_SUPPLIED TEXT_
+--
This week I have continued reading Small Places, Large Issues by Thomas Hylland Eriksen. After covering the introductory sections as last week, I wondered whether to skip forward to the chapters later in the book that the index points to for ‘Identity’, or to continue linearly from the beginning. After quickly skimming through the upcoming chapter, it seemed there was a lot of relevant material, so I continued on as before.
Titled “The Social Person” I had a feeling that this chapter could contain a lot of material that could be linked to Identity. Indeed one of the first issues covered is that of the different dimensions of human existence. These are divided into four categories in the following way:
Culture: Cultural Universals Cultural Variation
Nature: Genetic Universals Genetic Differences
The bottom two sections cover biological features in humans, which do not feature much in anthropologic research. However, the top sections are important and fundamental to anthropology, as there is much variation between humans that cannot be accounted for through genetic variation.
The next big point made is regarding language, and how although it is sometimes assumed that language is uniform across a whole group, it can be found that there is as much linguistic variation within the group.
The book then goes on to describe statuses and roles that account for the rights and duties that an individual may hold in relation to others, and which can vary depending on the situation. The example used to explain this is that of a bus driver, the driver’s status is ‘Bus Driver’, whereas his role is defined by what one does as a bus driver. The work of Goffman (1978 ) is referenced in order to explain how one may switch between roles using “impression management” to appear a specific way in a certain situation. It is then stated that Goffman’s main idea is that social conventions define everything an individual does as a “social creature”. Everything one does follows culturally or socially defined rules.
One area that I read about last week, and didn’t include in my post is the distinction between a view from the inside of a culture, and the view from the outside. Two terms are used for this: emic and etic. Emic describes life as a member of a particular society experiences it, whereas the etic level is the analytical description of a researcher after observing a society. Taking this into account, Goffman’s role theory is an etic explanation as it as an abstraction of the processes of social life.
I was interested to read the next section, which moved on to talking about the Self. A distinction is made between the public and private self, with the “I” being the private self as seen from the inside, which isn’t easily assessed by anthropologists. This is something which I am certain will be covered when I begin to tackle Psychology, and will be an important area to compare and contrast the two disciplines. I am glad I decided to continue reading linearly, as with no reference to this section under Identity in the index I may well have missed it, although the concepts of the Self seem central to the issue of Identity. Maybe I am mistaken, and this will be cleared up once I read the main Identity section.
+--
_RECORD EXCERPTS_
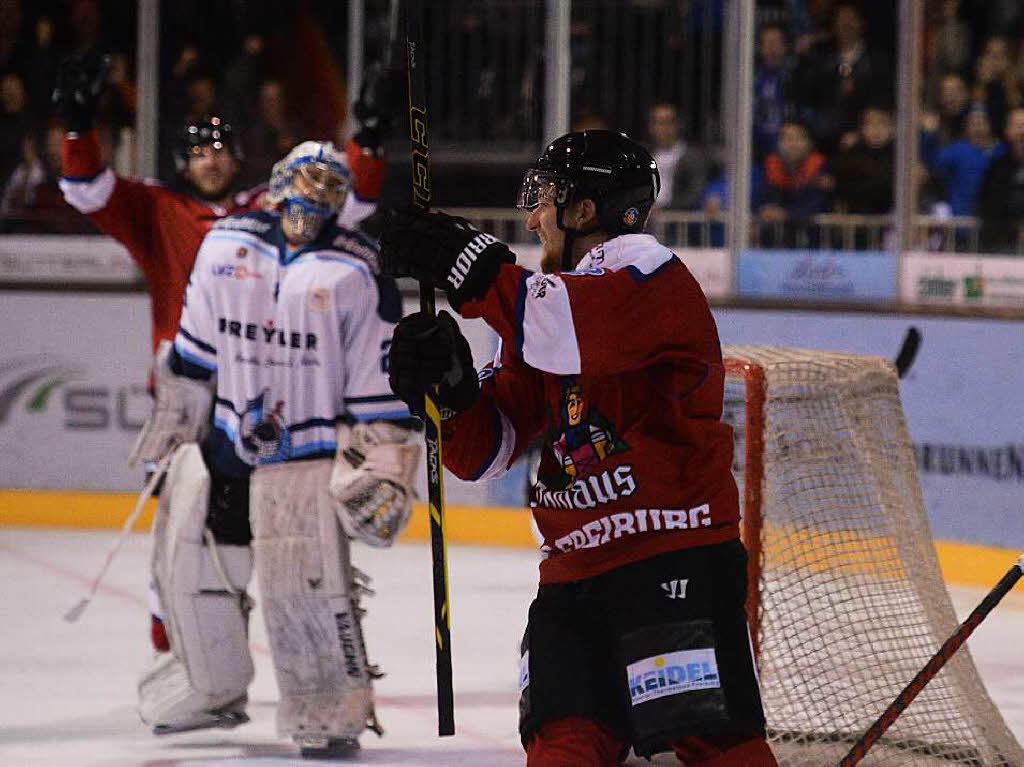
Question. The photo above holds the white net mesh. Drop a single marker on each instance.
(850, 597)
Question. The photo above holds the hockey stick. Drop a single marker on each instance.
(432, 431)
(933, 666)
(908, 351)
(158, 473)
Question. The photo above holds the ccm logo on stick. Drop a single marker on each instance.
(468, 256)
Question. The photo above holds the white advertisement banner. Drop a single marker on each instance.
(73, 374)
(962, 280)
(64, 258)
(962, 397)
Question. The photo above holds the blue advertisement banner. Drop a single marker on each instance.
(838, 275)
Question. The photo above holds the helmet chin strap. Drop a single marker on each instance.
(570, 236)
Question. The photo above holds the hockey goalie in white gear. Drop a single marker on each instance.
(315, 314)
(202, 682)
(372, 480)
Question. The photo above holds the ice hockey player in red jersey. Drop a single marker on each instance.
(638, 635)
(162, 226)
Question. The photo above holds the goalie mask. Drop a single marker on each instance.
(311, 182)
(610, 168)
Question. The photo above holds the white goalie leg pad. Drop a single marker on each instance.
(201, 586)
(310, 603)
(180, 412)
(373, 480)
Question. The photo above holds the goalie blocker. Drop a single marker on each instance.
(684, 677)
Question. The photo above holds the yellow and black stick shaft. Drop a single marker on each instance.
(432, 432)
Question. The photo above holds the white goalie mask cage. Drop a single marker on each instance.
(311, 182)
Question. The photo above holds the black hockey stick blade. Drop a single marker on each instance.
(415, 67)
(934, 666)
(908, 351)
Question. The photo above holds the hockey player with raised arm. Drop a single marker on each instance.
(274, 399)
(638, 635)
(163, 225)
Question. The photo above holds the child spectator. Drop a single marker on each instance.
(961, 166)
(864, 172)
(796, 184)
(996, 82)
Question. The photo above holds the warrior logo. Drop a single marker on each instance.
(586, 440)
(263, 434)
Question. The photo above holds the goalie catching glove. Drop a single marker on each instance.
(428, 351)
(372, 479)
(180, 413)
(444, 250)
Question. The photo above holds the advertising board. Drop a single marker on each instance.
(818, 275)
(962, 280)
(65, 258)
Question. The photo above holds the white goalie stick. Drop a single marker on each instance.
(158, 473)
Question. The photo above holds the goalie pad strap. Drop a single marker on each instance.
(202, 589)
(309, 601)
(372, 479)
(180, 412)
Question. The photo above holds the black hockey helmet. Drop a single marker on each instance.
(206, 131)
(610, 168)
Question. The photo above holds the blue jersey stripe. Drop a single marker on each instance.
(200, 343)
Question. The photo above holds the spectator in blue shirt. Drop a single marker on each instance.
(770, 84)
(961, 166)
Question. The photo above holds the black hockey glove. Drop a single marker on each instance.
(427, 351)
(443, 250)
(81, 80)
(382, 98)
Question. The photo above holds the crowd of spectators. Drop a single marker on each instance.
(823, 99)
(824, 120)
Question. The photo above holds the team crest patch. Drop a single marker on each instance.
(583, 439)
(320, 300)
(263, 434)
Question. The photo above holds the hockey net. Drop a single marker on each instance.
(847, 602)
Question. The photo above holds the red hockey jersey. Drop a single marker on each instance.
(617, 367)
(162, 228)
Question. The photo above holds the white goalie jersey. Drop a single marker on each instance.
+--
_TASK INSTRUCTIONS_
A: Transcribe the stretch of the reading notes from "The book then" through "socially defined rules.".
B: Answer these questions from the reading notes:
(i) What is the title of the chapter discussed?
(ii) What two terms are used for the view from inside a culture and the view from outside it?
(iii) What example is used to explain statuses and roles?

_PER-TASK OUTPUTS_
A:
The book then goes on to describe statuses and roles that account for the rights and duties that an individual may hold in relation to others, and which can vary depending on the situation. The example used to explain this is that of a bus driver, the driver’s status is ‘Bus Driver’, whereas his role is defined by what one does as a bus driver. The work of Goffman (1978 ) is referenced in order to explain how one may switch between roles using “impression management” to appear a specific way in a certain situation. It is then stated that Goffman’s main idea is that social conventions define everything an individual does as a “social creature”. Everything one does follows culturally or socially defined rules.

B:
(i) "The Social Person"
(ii) Emic and etic
(iii) A bus driver